▶ **CHALLENGE**: Rewrite all of the items below, replacing "Place a pin" with "Put a marker" wherever it occurs and keeping everything else unchanged. Leave the pictures out of your answer.

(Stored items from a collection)
_____

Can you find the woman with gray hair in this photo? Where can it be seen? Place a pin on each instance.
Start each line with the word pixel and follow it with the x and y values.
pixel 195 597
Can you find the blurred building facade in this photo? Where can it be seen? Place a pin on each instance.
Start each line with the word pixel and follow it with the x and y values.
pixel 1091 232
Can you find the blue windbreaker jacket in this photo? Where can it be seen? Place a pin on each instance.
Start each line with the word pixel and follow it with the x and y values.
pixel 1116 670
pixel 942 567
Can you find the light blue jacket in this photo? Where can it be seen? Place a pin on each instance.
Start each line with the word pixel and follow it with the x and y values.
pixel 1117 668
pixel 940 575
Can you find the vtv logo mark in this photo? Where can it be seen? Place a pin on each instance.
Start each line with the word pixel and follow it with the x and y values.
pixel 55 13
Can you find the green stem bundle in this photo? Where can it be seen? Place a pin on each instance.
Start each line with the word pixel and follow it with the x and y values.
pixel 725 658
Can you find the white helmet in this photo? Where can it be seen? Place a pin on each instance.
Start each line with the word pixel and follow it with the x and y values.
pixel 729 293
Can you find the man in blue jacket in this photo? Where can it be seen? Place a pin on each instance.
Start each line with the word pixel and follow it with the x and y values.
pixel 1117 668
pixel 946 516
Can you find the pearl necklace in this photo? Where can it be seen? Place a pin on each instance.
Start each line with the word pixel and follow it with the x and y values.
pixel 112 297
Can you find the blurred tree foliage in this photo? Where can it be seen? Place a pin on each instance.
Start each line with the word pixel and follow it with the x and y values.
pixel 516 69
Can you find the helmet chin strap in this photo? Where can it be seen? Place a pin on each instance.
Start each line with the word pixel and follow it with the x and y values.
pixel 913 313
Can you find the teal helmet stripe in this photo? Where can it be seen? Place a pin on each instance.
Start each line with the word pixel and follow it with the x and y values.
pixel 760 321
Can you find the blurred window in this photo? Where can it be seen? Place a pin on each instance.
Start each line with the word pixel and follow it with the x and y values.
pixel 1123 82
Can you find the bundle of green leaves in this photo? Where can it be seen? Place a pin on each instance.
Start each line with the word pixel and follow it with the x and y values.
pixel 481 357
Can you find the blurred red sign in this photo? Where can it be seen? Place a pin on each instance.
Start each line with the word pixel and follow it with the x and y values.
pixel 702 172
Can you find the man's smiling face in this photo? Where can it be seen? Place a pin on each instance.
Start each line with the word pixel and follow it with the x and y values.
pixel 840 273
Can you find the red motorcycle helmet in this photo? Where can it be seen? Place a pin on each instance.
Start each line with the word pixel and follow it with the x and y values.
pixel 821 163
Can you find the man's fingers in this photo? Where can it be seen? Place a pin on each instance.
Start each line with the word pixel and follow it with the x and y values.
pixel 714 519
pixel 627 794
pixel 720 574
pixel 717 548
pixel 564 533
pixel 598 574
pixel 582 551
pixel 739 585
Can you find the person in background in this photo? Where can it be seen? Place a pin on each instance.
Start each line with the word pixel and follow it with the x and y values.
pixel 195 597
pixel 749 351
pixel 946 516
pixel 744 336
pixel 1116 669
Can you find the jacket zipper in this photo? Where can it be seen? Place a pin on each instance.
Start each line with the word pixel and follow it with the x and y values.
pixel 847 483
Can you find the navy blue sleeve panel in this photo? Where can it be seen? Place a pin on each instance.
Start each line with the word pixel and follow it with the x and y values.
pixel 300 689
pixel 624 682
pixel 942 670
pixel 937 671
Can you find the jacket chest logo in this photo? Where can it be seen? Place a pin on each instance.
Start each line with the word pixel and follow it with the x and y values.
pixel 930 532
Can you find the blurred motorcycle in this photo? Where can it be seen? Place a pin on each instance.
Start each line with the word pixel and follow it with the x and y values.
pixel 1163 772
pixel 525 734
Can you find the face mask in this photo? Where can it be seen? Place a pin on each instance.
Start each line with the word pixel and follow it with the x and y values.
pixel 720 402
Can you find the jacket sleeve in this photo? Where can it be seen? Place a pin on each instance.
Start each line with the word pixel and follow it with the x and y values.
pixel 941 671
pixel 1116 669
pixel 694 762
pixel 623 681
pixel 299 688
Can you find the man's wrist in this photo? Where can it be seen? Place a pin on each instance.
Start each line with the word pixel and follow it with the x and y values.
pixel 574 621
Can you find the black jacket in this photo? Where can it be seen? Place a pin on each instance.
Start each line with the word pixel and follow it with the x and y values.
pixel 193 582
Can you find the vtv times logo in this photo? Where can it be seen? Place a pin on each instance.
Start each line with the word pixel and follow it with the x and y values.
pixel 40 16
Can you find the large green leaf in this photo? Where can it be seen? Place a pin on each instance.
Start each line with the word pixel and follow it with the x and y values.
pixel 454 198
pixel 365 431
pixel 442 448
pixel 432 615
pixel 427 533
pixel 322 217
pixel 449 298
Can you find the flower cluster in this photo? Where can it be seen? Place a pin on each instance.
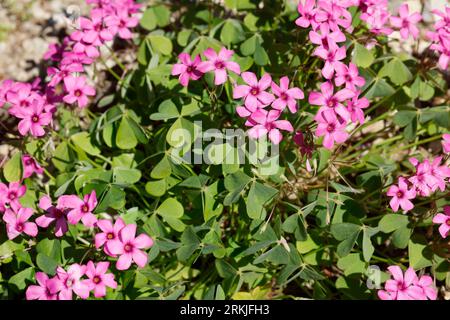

_____

▶ **ANSWER TO THIS TASK**:
Can you find the woman with gray hair in this photo? Where can it be seen? Put a marker on each instance.
Start each line with the word pixel and follow it with the x and y values.
pixel 195 597
Can you find the blurred building facade in this photo? Where can it be seen? Put a marker on each instance.
Start each line with the word pixel and follow it with the x and y values.
pixel 1091 232
Can you find the blue windbreaker jacket in this photo? Where can it be seen? Put a marker on each instance.
Start each line with the word pixel and follow it with the x and y values.
pixel 1116 670
pixel 942 567
Can you find the light blue jacket in this photo? Where can it be seen? Put a marker on each instance.
Start each line with the word pixel and follow it with the x and y values.
pixel 1117 668
pixel 940 575
Can you find the vtv logo mark in this photo? Where can it be seen? Put a marker on each instance.
Start each line with the word pixel and follow it with the x and y values.
pixel 55 13
Can you find the green stem bundle in this photo? Where can it be seen? Put a marker on each instance.
Start each line with the word pixel and follow it with the x and y values.
pixel 725 658
Can you find the white helmet in this photo? Where can it be seen? Put a marker on each instance.
Start each line with the word pixel and follow it with the x and y values.
pixel 729 293
Can you find the man in blue jacket in this photo? Where can it be seen? Put a marker on each instance.
Start each line with the word pixel and follow it with the x and y values.
pixel 1117 668
pixel 946 516
Can you find the pearl necklace in this photo? Where can it be seen? Put a marker on each instance.
Start each line with the word pixel and follow it with the x and y values.
pixel 112 297
Can you find the blurred tree foliage in this photo? Where can it be seen? Put a marker on each instance.
Start each line with the word pixel and follow it with the x and y values.
pixel 516 69
Can you find the helmet chin strap in this photo? Where can it be seen? Put a marker on each instance.
Start each line with the word pixel and follow it with the x and y values.
pixel 913 313
Can you find the teal helmet stripe in this photo? Where can it be seen? Put a marker on each instance.
Start each line with the word pixel and follow it with the x and y values.
pixel 760 321
Can you find the blurred window in this photo? Where can it be seen? Put a marker on each instance.
Start each line with the word pixel and follow it with the x and y values.
pixel 1123 82
Can you find the bundle of green leaves in this photo? Where can it be seen? Put a marker on each instance.
Start each line with the word pixel and follow it with the x and y values.
pixel 481 357
Can you find the blurred red sign in this photo? Where can it be seen? Put a marker on each instance.
Start each line with the word pixel and follow it with the x and y values.
pixel 702 172
Can you find the man's smiling face in this photo? Where can it be seen? Put a marker on each instance.
Start each line with the word pixel and follow it with the x and y values.
pixel 840 273
Can you find the red motorcycle helmet in this photo? Where can it be seen? Put a marker on each instance.
Start each line with the word pixel and follow it with the x and y values.
pixel 821 163
Can you find the man's fingers in this photo? Where can it be seen? Put a marker on each instance.
Start each line with the word pixel and follow it with the x and y values.
pixel 714 519
pixel 627 794
pixel 720 574
pixel 717 548
pixel 564 533
pixel 598 574
pixel 582 551
pixel 739 585
Can you find the person in background in this photo? Where can it be seen? Put a marker on each instance.
Start each line with the word pixel and follow it with the x and y values.
pixel 195 597
pixel 749 351
pixel 946 516
pixel 744 336
pixel 1116 669
Can you find the jacket zipper in this photo? Where can it be seen? Put a marker on each instance.
Start each line with the word pixel and follow it with the x and y values.
pixel 847 483
Can you find the navy blue sleeve panel in this photo? Where can it be seen? Put a marker on each instance.
Start each line with the word pixel and follow it with the x and y values.
pixel 300 689
pixel 624 682
pixel 942 670
pixel 937 671
Can you find the jacket chest logo in this photo? Where can it be seen? Put a marker on each instance.
Start each line with the word pixel and follow it with the x and y values.
pixel 930 532
Can you find the blurred motorcycle in this photo? Where can it be seen? Put a marker on each instance.
Start each line with the word pixel and follow it with the x and y values.
pixel 1163 772
pixel 525 734
Can you find the face mask in this photo? Where can it be seen? Put a marker on each instance.
Start each line with the word pixel and follow it with the x and y values.
pixel 720 402
Can you find the jacket sleeve in this photo? Where can it be seen? Put a marker on each instance.
Start each line with the word pixel and follow it with the x and y values.
pixel 941 671
pixel 1116 669
pixel 694 762
pixel 623 681
pixel 299 688
Can you find the man's wrist in this photo? Where can it be seen? Put a marker on each instance.
Start each line with the word pixel and follow it with the x and y values.
pixel 574 621
Can you find the black jacket in this photo? Where can it be seen? Put a marker on each instance.
Start each line with the word pixel and follow it with the x and y values.
pixel 193 582
Can you find the vtv times logo in this photo? Where can it be seen? Put a marker on each instance.
Start each line with the word pixel and follow it with the x and y values.
pixel 40 16
Can you find the large green leaf in this photo? Where can it be seen? Put a marker on each instance.
Start each line with the word pixel and follow it with the x and y values.
pixel 454 198
pixel 365 431
pixel 442 448
pixel 432 615
pixel 427 533
pixel 322 217
pixel 449 298
Can you find the flower cluster in this photo? Where can it be seen? Put a marker on each instance.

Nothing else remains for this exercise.